### Extract to read
## Begin

# Sixers sign Lee Nailon



## uptown4784 (Jul 4, 2004)

Sixers Agree to Terms with Free Agent Forward Lee Nailon


The 76ers front court got a little bit deeper on Thursday.

Philadelphia 76ers President Billy King announced on Sept. 22 that the Sixers have agreed to terms with free-agent and five-year NBA veteran Lee Nailon.

"Lee will give us some added offense and experience," King said. "His workout and meeting were very impressive."

A 6-foot-9, 238-pound forward, Nailon has averaged 8.9 points and 3.1 rebounds per game on 47.3 percent shooting in 284 career games (96 starts). Last season, while playing with the Hornets, Nailon posted career-highs in scoring (14.2 ppg), rebounding (4.4 rpg) and minutes (29.7 mpg) in 68 games (51 starts).

Throughout his NBA career, Nailon has played with five different teams - the Charlotte/New Orleans Hornets (2000-02, 2004-05), the New York Knicks (2002-03), the Atlanta Hawks (2003-04), the Orlando Magic (2003-04) and the Cleveland Cavaliers (2003-04). He was a member of the Hornets 2001-02 playoff team that advanced to the Eastern Conference Semifinals.

## End

### Rows
## Begin

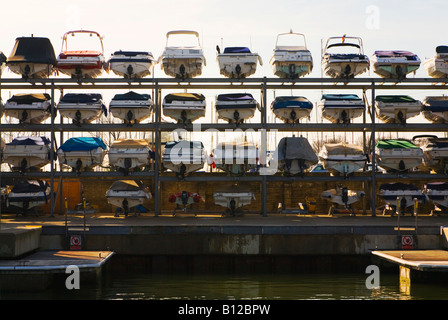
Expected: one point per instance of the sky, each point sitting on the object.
(416, 26)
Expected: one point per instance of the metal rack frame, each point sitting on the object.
(262, 84)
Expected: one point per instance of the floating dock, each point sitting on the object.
(37, 271)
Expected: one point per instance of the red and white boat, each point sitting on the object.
(82, 63)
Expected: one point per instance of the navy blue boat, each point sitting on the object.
(291, 109)
(236, 107)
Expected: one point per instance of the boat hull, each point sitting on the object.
(336, 68)
(26, 157)
(234, 65)
(397, 112)
(81, 160)
(32, 70)
(131, 64)
(178, 65)
(399, 159)
(436, 67)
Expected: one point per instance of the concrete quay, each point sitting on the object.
(247, 235)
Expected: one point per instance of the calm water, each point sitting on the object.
(137, 286)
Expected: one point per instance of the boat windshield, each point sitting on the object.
(291, 41)
(82, 41)
(344, 45)
(182, 39)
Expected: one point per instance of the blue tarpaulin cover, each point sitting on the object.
(287, 102)
(236, 50)
(82, 144)
(29, 141)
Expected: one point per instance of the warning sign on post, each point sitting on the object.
(75, 242)
(407, 242)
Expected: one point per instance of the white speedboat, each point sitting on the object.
(342, 196)
(82, 153)
(291, 61)
(127, 194)
(130, 154)
(29, 194)
(131, 64)
(131, 107)
(396, 108)
(437, 66)
(291, 109)
(344, 57)
(400, 194)
(235, 158)
(32, 57)
(238, 62)
(29, 108)
(236, 107)
(435, 151)
(341, 158)
(437, 192)
(341, 108)
(398, 154)
(82, 54)
(435, 109)
(294, 155)
(182, 61)
(394, 64)
(184, 157)
(82, 108)
(184, 107)
(233, 198)
(27, 153)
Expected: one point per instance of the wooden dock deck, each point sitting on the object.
(37, 271)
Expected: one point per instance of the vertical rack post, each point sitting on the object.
(372, 139)
(52, 135)
(156, 150)
(264, 150)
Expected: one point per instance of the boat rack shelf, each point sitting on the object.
(263, 84)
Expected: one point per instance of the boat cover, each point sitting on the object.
(288, 102)
(436, 104)
(184, 97)
(132, 53)
(82, 144)
(335, 149)
(436, 186)
(130, 143)
(442, 49)
(30, 186)
(183, 145)
(348, 56)
(395, 144)
(395, 99)
(131, 95)
(127, 185)
(340, 97)
(82, 98)
(2, 57)
(235, 97)
(395, 186)
(23, 98)
(236, 50)
(29, 141)
(290, 148)
(394, 53)
(33, 50)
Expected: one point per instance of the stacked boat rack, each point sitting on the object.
(157, 85)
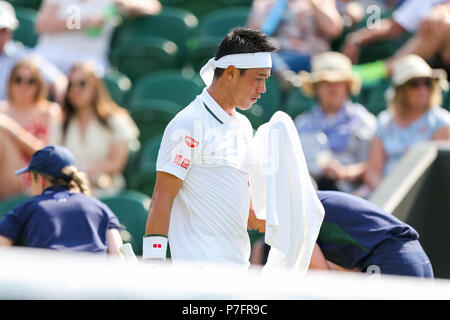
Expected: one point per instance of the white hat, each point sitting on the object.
(332, 67)
(412, 66)
(8, 18)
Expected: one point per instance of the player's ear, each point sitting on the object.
(231, 72)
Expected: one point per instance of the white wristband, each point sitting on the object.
(154, 247)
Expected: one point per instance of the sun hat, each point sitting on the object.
(8, 18)
(412, 66)
(332, 67)
(50, 160)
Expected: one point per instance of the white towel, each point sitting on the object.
(282, 193)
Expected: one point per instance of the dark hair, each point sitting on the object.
(243, 40)
(78, 180)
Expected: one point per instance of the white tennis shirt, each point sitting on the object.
(207, 149)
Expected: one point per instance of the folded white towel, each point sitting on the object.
(282, 193)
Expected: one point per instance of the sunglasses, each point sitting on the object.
(81, 84)
(415, 83)
(28, 81)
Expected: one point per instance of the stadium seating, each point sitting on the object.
(138, 57)
(25, 32)
(143, 177)
(118, 86)
(296, 102)
(151, 117)
(174, 24)
(8, 204)
(169, 85)
(131, 208)
(200, 50)
(33, 4)
(219, 22)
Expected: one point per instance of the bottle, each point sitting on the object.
(110, 12)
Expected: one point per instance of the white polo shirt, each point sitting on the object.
(207, 149)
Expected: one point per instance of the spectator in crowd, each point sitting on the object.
(28, 121)
(96, 130)
(301, 28)
(61, 215)
(427, 21)
(358, 236)
(414, 115)
(336, 132)
(11, 52)
(71, 31)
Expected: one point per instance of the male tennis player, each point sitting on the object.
(201, 200)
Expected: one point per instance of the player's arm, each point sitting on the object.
(157, 226)
(318, 260)
(254, 223)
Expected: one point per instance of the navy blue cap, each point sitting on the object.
(50, 160)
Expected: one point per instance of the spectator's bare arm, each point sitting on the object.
(139, 7)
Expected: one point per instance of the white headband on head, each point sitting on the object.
(240, 61)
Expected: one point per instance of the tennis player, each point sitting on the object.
(201, 201)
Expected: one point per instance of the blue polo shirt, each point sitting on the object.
(352, 227)
(60, 220)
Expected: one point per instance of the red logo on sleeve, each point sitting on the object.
(185, 164)
(182, 162)
(178, 159)
(191, 143)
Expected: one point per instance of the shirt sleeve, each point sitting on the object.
(181, 146)
(12, 223)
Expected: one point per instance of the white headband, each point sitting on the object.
(240, 61)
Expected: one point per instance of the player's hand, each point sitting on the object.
(254, 223)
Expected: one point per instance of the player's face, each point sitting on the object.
(249, 86)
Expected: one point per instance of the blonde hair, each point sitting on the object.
(103, 104)
(398, 102)
(42, 91)
(78, 181)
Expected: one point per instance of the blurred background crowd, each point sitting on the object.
(363, 81)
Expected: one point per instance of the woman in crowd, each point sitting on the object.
(414, 115)
(96, 130)
(336, 132)
(61, 215)
(28, 121)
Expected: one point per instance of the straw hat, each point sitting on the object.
(8, 18)
(412, 66)
(331, 67)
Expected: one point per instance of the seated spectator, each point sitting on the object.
(71, 31)
(429, 25)
(414, 115)
(336, 132)
(358, 236)
(28, 121)
(300, 28)
(97, 131)
(61, 215)
(11, 52)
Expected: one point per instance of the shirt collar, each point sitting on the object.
(213, 107)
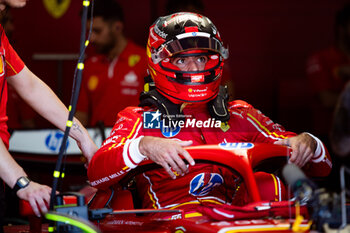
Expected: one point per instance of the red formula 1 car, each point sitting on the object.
(113, 211)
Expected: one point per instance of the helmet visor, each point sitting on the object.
(189, 43)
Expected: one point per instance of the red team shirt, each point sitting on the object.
(119, 154)
(10, 64)
(110, 86)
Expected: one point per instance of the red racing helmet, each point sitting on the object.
(179, 35)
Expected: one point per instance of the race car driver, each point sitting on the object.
(186, 56)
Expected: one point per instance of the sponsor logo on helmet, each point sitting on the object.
(159, 32)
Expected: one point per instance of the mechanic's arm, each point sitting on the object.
(43, 100)
(308, 149)
(165, 152)
(38, 195)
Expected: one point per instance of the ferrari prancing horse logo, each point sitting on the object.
(56, 8)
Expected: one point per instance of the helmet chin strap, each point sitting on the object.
(217, 107)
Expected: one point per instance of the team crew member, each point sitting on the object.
(40, 97)
(186, 57)
(113, 77)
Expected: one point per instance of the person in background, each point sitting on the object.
(186, 57)
(43, 100)
(328, 71)
(113, 77)
(197, 6)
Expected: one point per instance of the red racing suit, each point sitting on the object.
(204, 182)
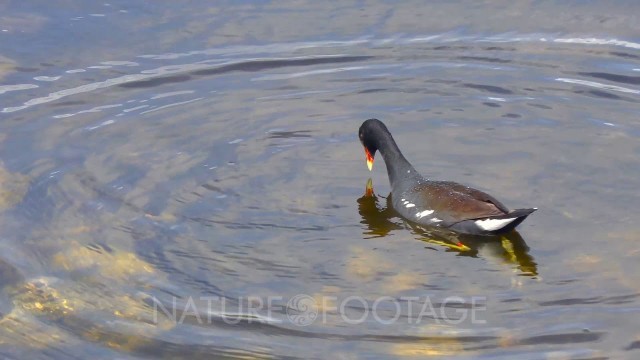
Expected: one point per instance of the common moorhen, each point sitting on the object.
(436, 203)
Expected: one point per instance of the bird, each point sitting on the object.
(435, 203)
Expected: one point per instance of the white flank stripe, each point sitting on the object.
(422, 214)
(493, 224)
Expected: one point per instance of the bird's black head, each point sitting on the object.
(370, 133)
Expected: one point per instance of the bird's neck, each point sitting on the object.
(397, 165)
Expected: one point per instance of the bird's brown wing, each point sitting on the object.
(454, 202)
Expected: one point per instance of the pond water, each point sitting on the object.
(184, 179)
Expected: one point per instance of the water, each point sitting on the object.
(173, 175)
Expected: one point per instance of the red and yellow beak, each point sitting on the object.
(368, 191)
(369, 159)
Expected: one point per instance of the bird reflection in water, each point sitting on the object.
(380, 219)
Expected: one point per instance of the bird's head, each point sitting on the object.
(369, 135)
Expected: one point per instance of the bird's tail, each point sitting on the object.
(504, 223)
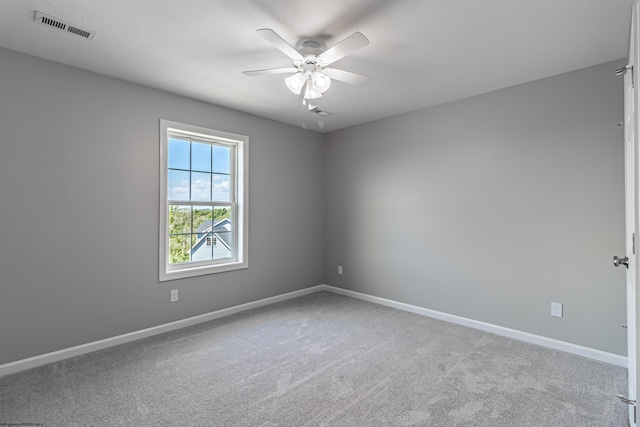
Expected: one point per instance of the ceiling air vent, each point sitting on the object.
(61, 25)
(319, 112)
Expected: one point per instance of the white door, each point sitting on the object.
(631, 209)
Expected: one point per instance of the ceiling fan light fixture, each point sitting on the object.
(320, 82)
(295, 83)
(309, 92)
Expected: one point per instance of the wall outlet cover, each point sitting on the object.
(556, 309)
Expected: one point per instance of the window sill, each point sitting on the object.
(182, 273)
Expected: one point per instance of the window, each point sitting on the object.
(203, 201)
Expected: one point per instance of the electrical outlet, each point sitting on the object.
(556, 309)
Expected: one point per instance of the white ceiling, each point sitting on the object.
(421, 52)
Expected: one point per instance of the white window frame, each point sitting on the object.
(240, 196)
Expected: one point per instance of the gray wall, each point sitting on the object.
(490, 207)
(487, 208)
(79, 188)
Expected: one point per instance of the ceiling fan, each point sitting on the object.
(310, 74)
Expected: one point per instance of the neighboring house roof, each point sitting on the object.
(221, 230)
(206, 226)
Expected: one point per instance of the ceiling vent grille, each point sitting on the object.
(320, 112)
(61, 25)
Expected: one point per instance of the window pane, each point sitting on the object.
(202, 219)
(178, 154)
(221, 188)
(200, 157)
(202, 249)
(178, 185)
(222, 246)
(221, 159)
(179, 219)
(221, 213)
(200, 186)
(179, 249)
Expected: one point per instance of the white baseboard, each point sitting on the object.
(591, 353)
(55, 356)
(32, 362)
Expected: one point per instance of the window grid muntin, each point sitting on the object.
(232, 146)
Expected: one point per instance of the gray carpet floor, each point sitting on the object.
(319, 360)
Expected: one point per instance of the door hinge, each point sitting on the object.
(623, 71)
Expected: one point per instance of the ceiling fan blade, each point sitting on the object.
(279, 42)
(270, 71)
(348, 76)
(347, 46)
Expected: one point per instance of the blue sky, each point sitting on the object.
(209, 167)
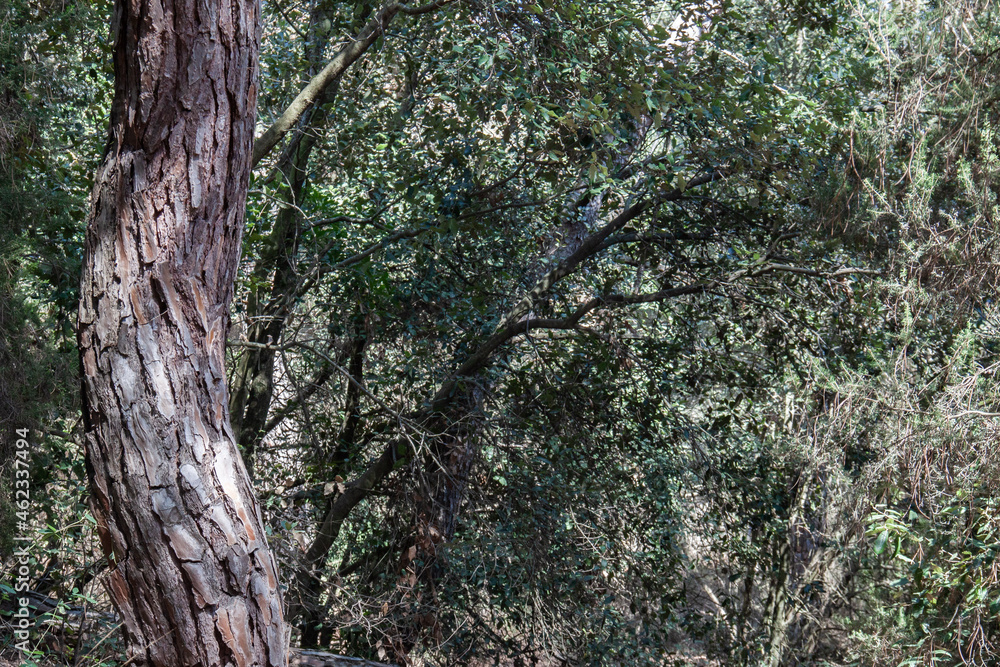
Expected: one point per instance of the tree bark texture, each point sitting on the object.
(192, 577)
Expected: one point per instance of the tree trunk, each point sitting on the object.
(192, 577)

## End

### Exercise set
- a) In the post about the Sixers signing Lee Nailon, how many career games had Nailon played?
- b) Using the post about the Sixers signing Lee Nailon, explain what King said Nailon would bring to the team and why he was impressed with him.
- c) Continue the post about the Sixers signing Lee Nailon from where it stops.

### Exercise responses
- a) Nailon had played 284 career games, including 96 starts.

- b) King said Nailon would give the Sixers added offense and experience. He was impressed because Nailon's workout and meeting were very impressive.

- c)
A five-year NBA veteran, Nailon was drafted by the Charlotte Hornets in the second round (43rd overall pick) of the 1999 NBA Draft. After playing one season in Italy (1999-00, Milano), he entered the NBA and played two seasons with the Hornets (2000-02). After spending the 2002-03 season with the Knicks and starting the 2003-04 season with the Hawks, he signed consecutive 10-day contracts with Orlando (1/5/04, 1/15/04). Nailon later signed a 10-day contract with the Cavaliers (3/3/04) before signing with Cleveland for the remainder of the season. He returned to the Hornets franchise for the 2004-05 season, signing as a free agent (9/30/04).

During his college career, Nailon played at two junior colleges (Southeastern CC, 1995-96 and Butler County CC, 1996-97) before spending his final two seasons at Texas Christian University. He averaged 23.9 points, 9.1 rebounds and 2.2 assists in two seasons at TCU.


----------



## digital jello (Jan 10, 2003)

I like him. I'm not sure he's what we need, but hey, I'm average Joe Sixers Fan.


----------



## Coatesvillain (Jul 17, 2002)

There's a few things we know about Lee Nailon, he'll shoot the ball, and.. well lets hope he tries on defense. This really helps out the bench though.


----------



## SixersFan (Dec 19, 2004)

I would have prefered Rodney White over this guy, but for a 1 year signing at the vet minimum, he could give us more of an impact off the bench. We know he can score, and that's what our bench needed. We needed more frontcourt depth, and now we can put him in with Hunter to spell Webber. He can also play the 3 if Korver isn't being effective.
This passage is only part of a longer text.